2003-02-05 Thread Pat Quinn

I need to do something like this very soon... but haven't given it much 
thought I'm using Oracle 8i is there a way i query the RDMS for the 
datestamp when the record was last updated rather than storing it as an 
extra column in every table




From: Anil Amarakoon [EMAIL PROTECTED]
Reply-To: Struts Users Mailing List [EMAIL PROTECTED]
To: Struts Users Mailing List [EMAIL PROTECTED]
Subject: Re: [OT] concurrent updates
Date: Wed, 05 Feb 2003 08:25:14 -0600

I guess your choices are:

1. last one wins.
2. Check last modified time in each row before commiting changes. so you 
have a
select before update.

there could be more..


anil

Jerome Jacobsen wrote:

 Very good question on a very difficult topic.  This is one of the 
hardest
 things in a transactional application.  The a-d choices you listed are 
all
 possibilities and the one you select depends on your 
situation/requirements.
 What does the customer want to happen in this case?  This topic is 
discussed
 in Martin Fowler's new book Patterns of Enterprise Application 
Architecture.

  -Original Message-
  From: [EMAIL PROTECTED]
  [mailto:[EMAIL PROTECTED]]
  Sent: Wednesday, February 05, 2003 6:41 AM
  To: [EMAIL PROTECTED]
  Subject: [OT] concurrent updates
 
 
  pls excuse my struts-[OT] question, but I would appreciate to
  learn how you
  handle the situation of concurrent data update within your web
  applications.

[REQUEST A] Pull out every line of the records below that contains the string "wooden", treating uppercase and lowercase as different.

[SUPPLIED MATERIAL]
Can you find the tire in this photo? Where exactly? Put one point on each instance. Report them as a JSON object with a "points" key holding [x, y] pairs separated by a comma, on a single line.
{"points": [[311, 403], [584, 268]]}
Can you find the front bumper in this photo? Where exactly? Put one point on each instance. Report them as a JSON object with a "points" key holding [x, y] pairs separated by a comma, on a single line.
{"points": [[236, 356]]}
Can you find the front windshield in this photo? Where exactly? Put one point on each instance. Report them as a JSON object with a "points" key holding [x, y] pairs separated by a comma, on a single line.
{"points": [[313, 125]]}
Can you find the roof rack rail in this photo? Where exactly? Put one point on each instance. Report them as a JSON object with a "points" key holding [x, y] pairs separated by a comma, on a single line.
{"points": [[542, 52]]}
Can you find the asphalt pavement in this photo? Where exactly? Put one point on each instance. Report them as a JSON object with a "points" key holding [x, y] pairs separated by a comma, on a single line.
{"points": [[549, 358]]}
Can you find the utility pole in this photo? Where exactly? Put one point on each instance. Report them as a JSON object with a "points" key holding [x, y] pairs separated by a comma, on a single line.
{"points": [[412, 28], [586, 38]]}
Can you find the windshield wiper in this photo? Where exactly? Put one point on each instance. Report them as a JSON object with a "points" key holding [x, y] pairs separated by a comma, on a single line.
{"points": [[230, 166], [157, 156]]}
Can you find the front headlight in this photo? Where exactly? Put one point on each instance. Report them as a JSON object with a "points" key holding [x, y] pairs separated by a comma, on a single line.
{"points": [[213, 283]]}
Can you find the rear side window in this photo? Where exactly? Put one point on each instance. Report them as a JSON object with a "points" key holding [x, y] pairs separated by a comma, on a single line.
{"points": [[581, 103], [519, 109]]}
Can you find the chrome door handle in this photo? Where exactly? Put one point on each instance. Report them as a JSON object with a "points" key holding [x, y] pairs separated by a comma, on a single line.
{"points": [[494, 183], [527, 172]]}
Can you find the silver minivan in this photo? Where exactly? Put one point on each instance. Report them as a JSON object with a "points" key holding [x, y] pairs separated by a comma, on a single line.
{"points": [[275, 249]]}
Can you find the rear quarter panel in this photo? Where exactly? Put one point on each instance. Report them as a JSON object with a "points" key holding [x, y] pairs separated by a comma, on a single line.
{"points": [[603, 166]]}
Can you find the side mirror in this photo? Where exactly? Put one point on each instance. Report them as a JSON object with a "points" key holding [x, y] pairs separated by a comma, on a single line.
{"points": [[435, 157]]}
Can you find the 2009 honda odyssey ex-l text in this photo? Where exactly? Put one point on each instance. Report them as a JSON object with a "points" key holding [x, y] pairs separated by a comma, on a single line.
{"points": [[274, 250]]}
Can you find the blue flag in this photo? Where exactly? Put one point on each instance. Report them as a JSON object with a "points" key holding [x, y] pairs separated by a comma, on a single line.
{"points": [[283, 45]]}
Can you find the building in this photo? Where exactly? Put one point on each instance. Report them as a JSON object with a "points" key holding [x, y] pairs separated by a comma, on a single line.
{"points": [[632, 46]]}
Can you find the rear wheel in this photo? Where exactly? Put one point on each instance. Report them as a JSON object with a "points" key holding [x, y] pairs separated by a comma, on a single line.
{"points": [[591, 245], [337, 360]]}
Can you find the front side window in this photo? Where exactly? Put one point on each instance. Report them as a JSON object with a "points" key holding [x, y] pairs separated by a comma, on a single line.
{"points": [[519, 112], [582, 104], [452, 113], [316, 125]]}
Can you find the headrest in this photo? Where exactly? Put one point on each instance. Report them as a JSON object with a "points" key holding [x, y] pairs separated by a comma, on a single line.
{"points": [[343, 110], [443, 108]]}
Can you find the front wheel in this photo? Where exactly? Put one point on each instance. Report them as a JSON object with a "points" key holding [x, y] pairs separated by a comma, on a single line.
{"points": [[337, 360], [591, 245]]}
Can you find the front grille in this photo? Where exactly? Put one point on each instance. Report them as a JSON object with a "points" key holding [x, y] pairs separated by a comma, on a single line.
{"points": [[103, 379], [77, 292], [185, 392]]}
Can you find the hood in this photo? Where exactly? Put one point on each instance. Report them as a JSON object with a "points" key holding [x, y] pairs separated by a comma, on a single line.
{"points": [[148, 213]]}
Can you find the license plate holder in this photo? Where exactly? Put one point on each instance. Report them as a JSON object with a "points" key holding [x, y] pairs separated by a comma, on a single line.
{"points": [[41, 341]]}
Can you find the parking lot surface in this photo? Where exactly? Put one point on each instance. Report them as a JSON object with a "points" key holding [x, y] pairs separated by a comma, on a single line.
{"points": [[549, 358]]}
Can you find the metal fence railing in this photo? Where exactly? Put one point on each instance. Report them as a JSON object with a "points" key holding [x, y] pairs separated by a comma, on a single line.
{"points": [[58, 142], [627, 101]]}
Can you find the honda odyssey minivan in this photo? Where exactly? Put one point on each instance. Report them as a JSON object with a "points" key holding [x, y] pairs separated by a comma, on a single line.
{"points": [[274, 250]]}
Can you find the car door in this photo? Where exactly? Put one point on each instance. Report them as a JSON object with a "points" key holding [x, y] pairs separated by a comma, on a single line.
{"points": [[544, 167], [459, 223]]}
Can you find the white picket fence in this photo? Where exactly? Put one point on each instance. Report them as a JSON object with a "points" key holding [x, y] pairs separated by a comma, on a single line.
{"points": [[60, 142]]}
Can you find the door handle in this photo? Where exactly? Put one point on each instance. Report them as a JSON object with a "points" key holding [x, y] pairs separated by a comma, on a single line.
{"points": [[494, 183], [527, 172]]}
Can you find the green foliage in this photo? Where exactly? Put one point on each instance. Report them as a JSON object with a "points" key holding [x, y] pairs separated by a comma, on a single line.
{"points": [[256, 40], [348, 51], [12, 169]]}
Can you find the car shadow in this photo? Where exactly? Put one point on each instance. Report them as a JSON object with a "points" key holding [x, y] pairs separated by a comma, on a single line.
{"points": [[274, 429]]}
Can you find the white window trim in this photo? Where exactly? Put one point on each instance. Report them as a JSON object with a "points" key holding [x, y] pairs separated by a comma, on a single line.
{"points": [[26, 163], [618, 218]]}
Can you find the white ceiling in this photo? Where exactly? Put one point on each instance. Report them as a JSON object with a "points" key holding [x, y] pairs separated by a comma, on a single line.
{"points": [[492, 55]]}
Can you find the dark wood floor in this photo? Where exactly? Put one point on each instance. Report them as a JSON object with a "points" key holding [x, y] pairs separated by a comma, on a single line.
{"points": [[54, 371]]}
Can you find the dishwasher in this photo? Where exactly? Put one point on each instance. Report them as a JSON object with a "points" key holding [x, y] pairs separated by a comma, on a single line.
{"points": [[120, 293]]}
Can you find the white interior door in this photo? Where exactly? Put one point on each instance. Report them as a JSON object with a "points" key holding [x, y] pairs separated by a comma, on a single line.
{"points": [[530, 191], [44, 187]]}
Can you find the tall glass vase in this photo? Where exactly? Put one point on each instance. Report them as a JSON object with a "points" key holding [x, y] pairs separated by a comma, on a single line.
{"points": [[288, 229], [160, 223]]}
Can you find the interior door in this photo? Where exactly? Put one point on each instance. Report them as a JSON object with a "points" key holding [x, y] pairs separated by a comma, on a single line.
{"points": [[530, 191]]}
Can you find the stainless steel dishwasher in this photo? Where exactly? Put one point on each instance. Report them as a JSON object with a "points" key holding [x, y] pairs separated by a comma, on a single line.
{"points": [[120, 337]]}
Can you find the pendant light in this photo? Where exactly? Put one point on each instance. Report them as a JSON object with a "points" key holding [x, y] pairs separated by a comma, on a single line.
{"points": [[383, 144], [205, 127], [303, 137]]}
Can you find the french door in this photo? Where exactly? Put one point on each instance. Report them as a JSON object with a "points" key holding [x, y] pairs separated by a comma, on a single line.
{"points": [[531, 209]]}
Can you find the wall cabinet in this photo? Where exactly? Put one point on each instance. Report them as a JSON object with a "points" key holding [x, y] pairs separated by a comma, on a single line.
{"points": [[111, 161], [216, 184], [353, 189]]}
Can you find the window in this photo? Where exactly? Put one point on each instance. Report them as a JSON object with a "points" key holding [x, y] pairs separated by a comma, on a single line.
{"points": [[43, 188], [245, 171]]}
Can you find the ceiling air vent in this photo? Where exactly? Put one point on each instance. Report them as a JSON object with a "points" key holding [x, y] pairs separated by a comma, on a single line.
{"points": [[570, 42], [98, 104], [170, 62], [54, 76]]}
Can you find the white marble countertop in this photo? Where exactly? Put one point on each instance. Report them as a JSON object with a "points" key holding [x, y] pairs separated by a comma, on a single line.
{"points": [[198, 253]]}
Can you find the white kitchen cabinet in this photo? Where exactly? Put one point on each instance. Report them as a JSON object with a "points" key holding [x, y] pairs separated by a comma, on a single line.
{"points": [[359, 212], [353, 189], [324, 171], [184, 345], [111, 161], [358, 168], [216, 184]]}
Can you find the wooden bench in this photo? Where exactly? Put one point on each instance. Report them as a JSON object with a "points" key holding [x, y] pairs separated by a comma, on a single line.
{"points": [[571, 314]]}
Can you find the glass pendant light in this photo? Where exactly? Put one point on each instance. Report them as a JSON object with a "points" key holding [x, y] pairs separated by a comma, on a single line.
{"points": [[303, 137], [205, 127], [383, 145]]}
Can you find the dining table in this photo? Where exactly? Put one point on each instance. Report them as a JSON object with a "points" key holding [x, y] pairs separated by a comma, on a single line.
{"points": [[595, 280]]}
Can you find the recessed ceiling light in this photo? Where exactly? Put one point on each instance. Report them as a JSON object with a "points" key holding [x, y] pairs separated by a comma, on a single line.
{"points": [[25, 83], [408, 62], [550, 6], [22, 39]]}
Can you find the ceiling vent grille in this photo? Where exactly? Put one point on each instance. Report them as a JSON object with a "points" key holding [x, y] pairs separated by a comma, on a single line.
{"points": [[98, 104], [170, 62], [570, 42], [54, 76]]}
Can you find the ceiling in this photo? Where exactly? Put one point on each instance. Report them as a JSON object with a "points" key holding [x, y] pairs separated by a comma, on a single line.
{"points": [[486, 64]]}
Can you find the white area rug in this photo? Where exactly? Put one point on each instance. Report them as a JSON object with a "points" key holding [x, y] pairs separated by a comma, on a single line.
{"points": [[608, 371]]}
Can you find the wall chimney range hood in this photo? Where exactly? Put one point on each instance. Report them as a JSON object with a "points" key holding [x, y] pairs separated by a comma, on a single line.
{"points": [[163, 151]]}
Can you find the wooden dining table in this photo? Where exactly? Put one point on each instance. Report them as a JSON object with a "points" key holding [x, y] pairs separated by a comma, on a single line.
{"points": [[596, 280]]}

[REQUEST B] In the mailing list thread, which version of Oracle does Pat Quinn say he is using?

[OUTPUT A]
Can you find the wooden bench in this photo? Where exactly? Put one point on each instance. Report them as a JSON object with a "points" key holding [x, y] pairs separated by a comma, on a single line.
Can you find the wooden dining table in this photo? Where exactly? Put one point on each instance. Report them as a JSON object with a "points" key holding [x, y] pairs separated by a comma, on a single line.

[OUTPUT B] Oracle 8i